▶ TEXT FOR ANALYSIS
The film opens in the American south. Marion Dixon (Orlova), a white celebrity who has just given birth to a black child, races with her bundled infant, catching a train in the nick of time, townsfolk at her heels. (We may infer that the baby’s father has been lynched; still, I wish the film had settled the matter.) Onboard, Marion meets a German gent who, manipulating her sense of shame, becomes her manager and her lover. Von Kneischitz—the actor playing him, Pavel Massalsky, is a ringer for Edgar Allan Poe, who wrote editorials in the 1800s supporting southern slavery—takes Marion to Moscow, where they perform an explosive act in the circus, with her his human cannonball. Shortly, Marion falls in love with handsome Martinov, a fellow performer; but her jealous tyrant keeps her in tow by threatening to disclose her guilty secret—her black baby. When her heart’s desire gets the better of her, von Kneischitz makes good on his threat, exposing Marion mid-performance, in front of the audience. “So?” responds the circus director (Vladimir Volodin—an ingratiating performance). Nor is Martinov, nor any member of the audience, other than delighted with Marion and the adorable little child now in front of them. The villain’s bubble is burst. Finally, Marion understands that she has done nothing requiring forgiveness; her Soviet experience has purged her American personality and perspective of their racism, liberating her spirit. Both mother and son now have a permanent home in the Soviet Union, while von Kneischitz flees to Germany, where, the film implies, he belongs.

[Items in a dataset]
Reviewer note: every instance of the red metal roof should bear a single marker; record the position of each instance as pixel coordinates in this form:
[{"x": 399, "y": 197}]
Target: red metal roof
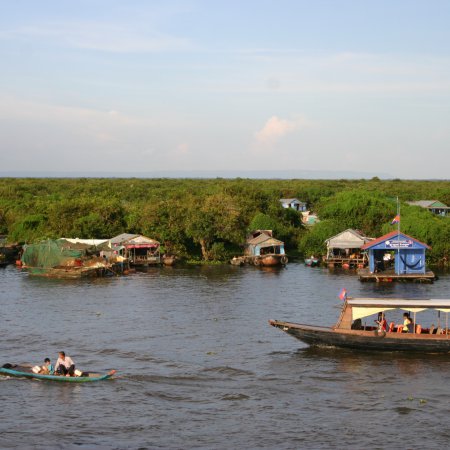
[{"x": 389, "y": 236}]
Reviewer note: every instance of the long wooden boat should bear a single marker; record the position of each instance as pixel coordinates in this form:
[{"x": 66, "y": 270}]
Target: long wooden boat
[
  {"x": 312, "y": 262},
  {"x": 26, "y": 372},
  {"x": 348, "y": 332}
]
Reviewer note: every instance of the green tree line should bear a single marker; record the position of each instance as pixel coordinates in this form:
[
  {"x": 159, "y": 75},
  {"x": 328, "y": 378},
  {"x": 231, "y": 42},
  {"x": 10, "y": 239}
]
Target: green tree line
[{"x": 209, "y": 219}]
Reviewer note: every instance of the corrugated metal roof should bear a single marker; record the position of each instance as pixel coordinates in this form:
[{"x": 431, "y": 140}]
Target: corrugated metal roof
[
  {"x": 390, "y": 235},
  {"x": 348, "y": 239},
  {"x": 264, "y": 238},
  {"x": 122, "y": 238}
]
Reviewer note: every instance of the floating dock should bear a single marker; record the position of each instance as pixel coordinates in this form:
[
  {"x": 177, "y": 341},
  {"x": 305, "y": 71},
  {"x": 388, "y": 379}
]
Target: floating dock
[{"x": 390, "y": 275}]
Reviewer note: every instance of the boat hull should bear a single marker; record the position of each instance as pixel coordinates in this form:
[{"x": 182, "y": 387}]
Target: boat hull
[
  {"x": 311, "y": 262},
  {"x": 365, "y": 340},
  {"x": 23, "y": 373}
]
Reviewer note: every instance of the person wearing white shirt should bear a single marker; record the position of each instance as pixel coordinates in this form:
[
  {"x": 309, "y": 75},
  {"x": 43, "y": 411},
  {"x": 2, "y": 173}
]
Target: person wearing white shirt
[{"x": 65, "y": 366}]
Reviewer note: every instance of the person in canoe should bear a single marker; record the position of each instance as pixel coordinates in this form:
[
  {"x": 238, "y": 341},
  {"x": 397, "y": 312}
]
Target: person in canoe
[
  {"x": 47, "y": 368},
  {"x": 64, "y": 365}
]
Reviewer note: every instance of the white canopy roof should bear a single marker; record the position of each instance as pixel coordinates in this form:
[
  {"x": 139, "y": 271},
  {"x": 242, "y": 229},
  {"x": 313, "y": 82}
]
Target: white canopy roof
[{"x": 363, "y": 307}]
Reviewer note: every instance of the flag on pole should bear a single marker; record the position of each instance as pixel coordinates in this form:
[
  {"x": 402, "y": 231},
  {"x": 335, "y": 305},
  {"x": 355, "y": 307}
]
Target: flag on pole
[{"x": 343, "y": 294}]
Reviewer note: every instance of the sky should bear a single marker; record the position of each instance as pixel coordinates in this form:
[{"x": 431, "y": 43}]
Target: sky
[{"x": 203, "y": 85}]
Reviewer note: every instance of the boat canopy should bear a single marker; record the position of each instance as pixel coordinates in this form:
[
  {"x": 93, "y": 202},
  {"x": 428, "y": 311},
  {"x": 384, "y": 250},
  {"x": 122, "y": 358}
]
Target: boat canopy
[{"x": 364, "y": 307}]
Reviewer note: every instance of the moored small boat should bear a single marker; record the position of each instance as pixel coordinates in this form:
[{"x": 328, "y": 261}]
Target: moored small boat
[
  {"x": 27, "y": 372},
  {"x": 273, "y": 259},
  {"x": 349, "y": 333},
  {"x": 312, "y": 262}
]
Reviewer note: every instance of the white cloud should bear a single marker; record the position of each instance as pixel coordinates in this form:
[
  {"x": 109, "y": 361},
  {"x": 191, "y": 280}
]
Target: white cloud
[
  {"x": 276, "y": 128},
  {"x": 99, "y": 36}
]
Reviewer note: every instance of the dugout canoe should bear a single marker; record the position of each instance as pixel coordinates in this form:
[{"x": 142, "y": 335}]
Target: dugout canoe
[{"x": 26, "y": 372}]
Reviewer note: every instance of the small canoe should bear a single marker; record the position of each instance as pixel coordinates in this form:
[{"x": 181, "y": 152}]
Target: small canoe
[
  {"x": 311, "y": 262},
  {"x": 26, "y": 372}
]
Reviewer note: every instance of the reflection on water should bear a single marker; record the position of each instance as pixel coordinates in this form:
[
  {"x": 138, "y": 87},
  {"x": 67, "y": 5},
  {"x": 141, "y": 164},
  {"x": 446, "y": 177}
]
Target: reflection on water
[{"x": 199, "y": 367}]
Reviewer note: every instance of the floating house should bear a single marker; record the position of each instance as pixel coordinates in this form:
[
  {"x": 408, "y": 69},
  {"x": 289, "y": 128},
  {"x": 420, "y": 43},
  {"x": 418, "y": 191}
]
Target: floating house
[
  {"x": 345, "y": 249},
  {"x": 396, "y": 256},
  {"x": 434, "y": 206},
  {"x": 139, "y": 250},
  {"x": 293, "y": 203},
  {"x": 309, "y": 218},
  {"x": 263, "y": 249},
  {"x": 64, "y": 259}
]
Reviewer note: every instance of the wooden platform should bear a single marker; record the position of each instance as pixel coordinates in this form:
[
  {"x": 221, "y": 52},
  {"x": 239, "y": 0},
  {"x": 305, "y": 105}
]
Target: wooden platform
[
  {"x": 349, "y": 262},
  {"x": 390, "y": 275}
]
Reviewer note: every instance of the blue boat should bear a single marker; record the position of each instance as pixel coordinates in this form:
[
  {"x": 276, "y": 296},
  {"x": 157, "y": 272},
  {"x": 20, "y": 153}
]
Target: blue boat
[{"x": 26, "y": 372}]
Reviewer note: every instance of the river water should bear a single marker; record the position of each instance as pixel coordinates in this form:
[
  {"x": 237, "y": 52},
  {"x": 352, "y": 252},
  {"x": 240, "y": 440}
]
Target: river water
[{"x": 199, "y": 366}]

▶ TASK ITEM
Please go on with the film synopsis above, picking up right after its last sentence.

▶ ANSWER AREA
Circus isn’t as fresh, as vibrant, as Jolly Fellows or Volga-Volga; but its final scenes overwhelm. When the German fails to rouse them with his racial bile, and he lunges at Marion’s son with murderous intent, the seated crowd, protectively, keeps handing the child upward and over, with one audience member after another singing to the child—in Russian; in languages of the various Soviet republics—strains from the same lullaby that, in the film’s most tender scene, Marion sang to him earlier. (The film needs a tad more of the boy, to erase the impression that it’s trotting him out to score emotional and political points. He might also have been given a name—although perhaps he was given one that the subtitles fail to disclose.) The sum is the presentation of a national myth (and one sufficiently crossing reality to make the Soviet Union a place Paul Robeson could call home). In the grand finale, outdoors and in unexpected sunlight, the child’s mother and stepfather march side-by-side with “the people”; the child himself is in the arms of the person next to them. Like all Soviet children the responsibility of the nation, amidst such radiant celebration he embodies the nation’s future and hope. In the States, he was disposable—as would be the case in Nazi Germany; here, though, he is indispensable. Every soul in the people’s parade contributes to a single triumphant voice. Thus ends irresistibly and melodiously Aleksandrov’s film—the favorite film, I might add, of my paternal grandmother, an unreconstructed Stalinist until her death, by which time there no longer was a Soviet Union.
Throughout, Circus is a formidable entertainment, richly scored by Isaac Dunnayevski, dazzlingly displayed by a boundlessly placed and angled set of cameras, gorgeously lensed (in black and white) by Vladimir Nilsen, and punctuated by imaginative special effects that alternately haunt and delight. An array of glittering sets adds to the production’s élan.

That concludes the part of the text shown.